*What this task involves*.
Locate each line in the records below that contains the string "rock", with case counting, and copy those lines.

*Material supplied*.
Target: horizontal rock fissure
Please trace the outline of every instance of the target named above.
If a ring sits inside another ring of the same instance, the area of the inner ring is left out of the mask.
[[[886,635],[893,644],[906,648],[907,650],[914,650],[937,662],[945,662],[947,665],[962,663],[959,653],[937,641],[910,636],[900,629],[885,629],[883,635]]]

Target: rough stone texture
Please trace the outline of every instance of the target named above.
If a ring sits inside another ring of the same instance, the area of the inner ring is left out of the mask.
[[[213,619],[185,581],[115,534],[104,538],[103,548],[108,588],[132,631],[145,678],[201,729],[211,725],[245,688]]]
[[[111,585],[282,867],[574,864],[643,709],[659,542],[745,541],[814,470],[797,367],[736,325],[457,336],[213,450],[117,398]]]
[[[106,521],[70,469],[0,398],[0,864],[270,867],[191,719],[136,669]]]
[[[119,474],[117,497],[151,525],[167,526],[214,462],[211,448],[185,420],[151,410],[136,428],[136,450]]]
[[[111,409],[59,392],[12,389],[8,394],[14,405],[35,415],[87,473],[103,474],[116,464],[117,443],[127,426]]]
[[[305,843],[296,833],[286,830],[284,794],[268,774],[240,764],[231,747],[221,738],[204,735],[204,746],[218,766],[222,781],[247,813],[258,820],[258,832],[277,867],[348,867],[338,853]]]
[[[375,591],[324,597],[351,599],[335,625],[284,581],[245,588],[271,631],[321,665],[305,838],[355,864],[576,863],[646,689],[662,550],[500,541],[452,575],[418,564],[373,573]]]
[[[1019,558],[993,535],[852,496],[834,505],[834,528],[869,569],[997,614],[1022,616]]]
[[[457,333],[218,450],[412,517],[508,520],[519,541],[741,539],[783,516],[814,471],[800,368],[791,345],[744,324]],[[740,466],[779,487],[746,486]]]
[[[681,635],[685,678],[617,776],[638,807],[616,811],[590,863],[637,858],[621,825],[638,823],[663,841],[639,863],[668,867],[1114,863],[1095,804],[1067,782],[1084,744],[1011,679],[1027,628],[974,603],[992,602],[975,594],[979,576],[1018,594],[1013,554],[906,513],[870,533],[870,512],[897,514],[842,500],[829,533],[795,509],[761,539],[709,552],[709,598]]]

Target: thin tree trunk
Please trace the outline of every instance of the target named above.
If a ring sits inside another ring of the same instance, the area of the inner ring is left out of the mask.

--

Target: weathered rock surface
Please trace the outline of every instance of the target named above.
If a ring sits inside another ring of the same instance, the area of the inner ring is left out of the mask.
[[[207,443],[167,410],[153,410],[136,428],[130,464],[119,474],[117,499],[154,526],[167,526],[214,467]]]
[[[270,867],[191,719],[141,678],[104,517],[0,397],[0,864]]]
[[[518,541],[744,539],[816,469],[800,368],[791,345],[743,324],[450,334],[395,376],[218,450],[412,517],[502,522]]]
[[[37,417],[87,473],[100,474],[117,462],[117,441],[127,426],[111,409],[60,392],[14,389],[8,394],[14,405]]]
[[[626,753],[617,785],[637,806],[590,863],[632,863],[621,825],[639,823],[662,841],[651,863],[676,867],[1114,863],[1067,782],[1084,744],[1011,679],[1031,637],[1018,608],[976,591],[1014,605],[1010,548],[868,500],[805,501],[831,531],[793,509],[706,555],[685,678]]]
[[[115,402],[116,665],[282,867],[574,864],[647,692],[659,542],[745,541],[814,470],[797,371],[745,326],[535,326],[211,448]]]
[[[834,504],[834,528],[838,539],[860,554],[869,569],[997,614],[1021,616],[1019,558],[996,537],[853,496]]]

*Output of the task*.
Target: horizontal rock fissure
Target: weathered rock surface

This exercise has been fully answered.